ROWS ▸
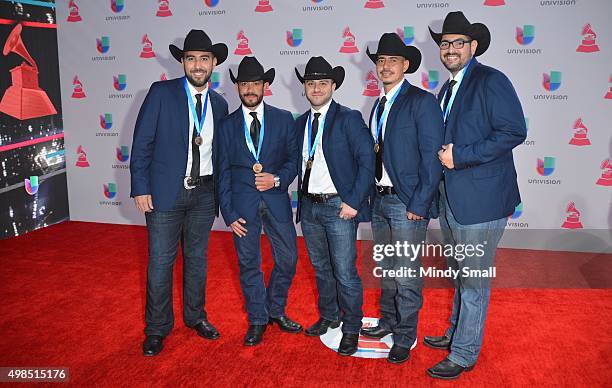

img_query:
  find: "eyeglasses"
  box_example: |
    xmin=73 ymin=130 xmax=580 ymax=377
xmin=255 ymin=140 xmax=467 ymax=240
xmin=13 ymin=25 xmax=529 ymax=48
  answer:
xmin=440 ymin=39 xmax=472 ymax=50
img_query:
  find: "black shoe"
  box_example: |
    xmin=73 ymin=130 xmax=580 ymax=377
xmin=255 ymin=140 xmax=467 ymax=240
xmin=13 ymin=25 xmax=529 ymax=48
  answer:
xmin=193 ymin=320 xmax=221 ymax=339
xmin=427 ymin=358 xmax=474 ymax=380
xmin=338 ymin=333 xmax=359 ymax=356
xmin=387 ymin=345 xmax=410 ymax=364
xmin=142 ymin=335 xmax=164 ymax=357
xmin=244 ymin=325 xmax=266 ymax=346
xmin=423 ymin=335 xmax=450 ymax=350
xmin=270 ymin=315 xmax=302 ymax=333
xmin=305 ymin=318 xmax=340 ymax=337
xmin=361 ymin=325 xmax=391 ymax=339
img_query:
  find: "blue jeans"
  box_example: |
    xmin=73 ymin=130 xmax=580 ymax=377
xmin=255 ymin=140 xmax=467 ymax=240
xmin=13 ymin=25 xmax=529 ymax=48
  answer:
xmin=440 ymin=182 xmax=506 ymax=367
xmin=234 ymin=200 xmax=297 ymax=325
xmin=145 ymin=183 xmax=215 ymax=337
xmin=372 ymin=194 xmax=429 ymax=348
xmin=301 ymin=197 xmax=363 ymax=334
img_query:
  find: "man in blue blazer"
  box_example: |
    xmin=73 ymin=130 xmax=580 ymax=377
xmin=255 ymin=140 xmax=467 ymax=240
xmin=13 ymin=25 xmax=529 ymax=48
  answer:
xmin=295 ymin=57 xmax=374 ymax=356
xmin=130 ymin=30 xmax=227 ymax=356
xmin=424 ymin=12 xmax=527 ymax=379
xmin=361 ymin=33 xmax=444 ymax=363
xmin=218 ymin=57 xmax=302 ymax=346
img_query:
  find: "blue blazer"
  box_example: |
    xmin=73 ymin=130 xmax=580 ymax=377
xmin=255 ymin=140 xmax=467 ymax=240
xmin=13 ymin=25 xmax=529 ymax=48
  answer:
xmin=438 ymin=59 xmax=527 ymax=225
xmin=130 ymin=77 xmax=227 ymax=215
xmin=368 ymin=80 xmax=444 ymax=218
xmin=217 ymin=103 xmax=298 ymax=226
xmin=295 ymin=100 xmax=376 ymax=222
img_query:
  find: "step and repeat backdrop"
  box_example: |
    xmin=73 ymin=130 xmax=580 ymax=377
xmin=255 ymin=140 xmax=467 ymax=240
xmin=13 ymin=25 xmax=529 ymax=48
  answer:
xmin=57 ymin=0 xmax=612 ymax=252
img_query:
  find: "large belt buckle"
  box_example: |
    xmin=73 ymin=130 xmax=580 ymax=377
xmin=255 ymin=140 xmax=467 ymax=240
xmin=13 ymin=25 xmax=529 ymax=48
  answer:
xmin=183 ymin=176 xmax=195 ymax=190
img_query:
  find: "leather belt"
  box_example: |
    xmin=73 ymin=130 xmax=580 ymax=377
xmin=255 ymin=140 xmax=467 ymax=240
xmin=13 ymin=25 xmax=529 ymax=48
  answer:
xmin=304 ymin=193 xmax=338 ymax=203
xmin=376 ymin=186 xmax=397 ymax=195
xmin=183 ymin=175 xmax=213 ymax=190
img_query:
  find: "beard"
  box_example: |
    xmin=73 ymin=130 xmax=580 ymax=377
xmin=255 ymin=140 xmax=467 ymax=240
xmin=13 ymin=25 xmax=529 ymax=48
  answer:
xmin=185 ymin=73 xmax=210 ymax=88
xmin=240 ymin=93 xmax=263 ymax=108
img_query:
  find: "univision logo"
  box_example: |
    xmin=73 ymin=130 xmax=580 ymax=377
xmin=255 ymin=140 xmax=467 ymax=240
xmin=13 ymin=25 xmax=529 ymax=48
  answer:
xmin=421 ymin=70 xmax=438 ymax=90
xmin=528 ymin=156 xmax=561 ymax=185
xmin=102 ymin=182 xmax=117 ymax=199
xmin=100 ymin=113 xmax=113 ymax=129
xmin=397 ymin=26 xmax=414 ymax=44
xmin=113 ymin=74 xmax=127 ymax=92
xmin=24 ymin=175 xmax=38 ymax=195
xmin=542 ymin=71 xmax=561 ymax=92
xmin=516 ymin=24 xmax=535 ymax=46
xmin=116 ymin=146 xmax=130 ymax=162
xmin=536 ymin=156 xmax=556 ymax=176
xmin=287 ymin=28 xmax=302 ymax=47
xmin=111 ymin=0 xmax=125 ymax=13
xmin=96 ymin=36 xmax=110 ymax=54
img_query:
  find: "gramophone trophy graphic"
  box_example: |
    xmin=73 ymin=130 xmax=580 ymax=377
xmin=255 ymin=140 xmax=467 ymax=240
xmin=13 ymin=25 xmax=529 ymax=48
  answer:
xmin=0 ymin=24 xmax=57 ymax=120
xmin=561 ymin=202 xmax=582 ymax=229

WORK TO DO ▸
Report how many lines in the items contain the string "find", with case counting. Give only the number.

EXERCISE OUTPUT ▸
11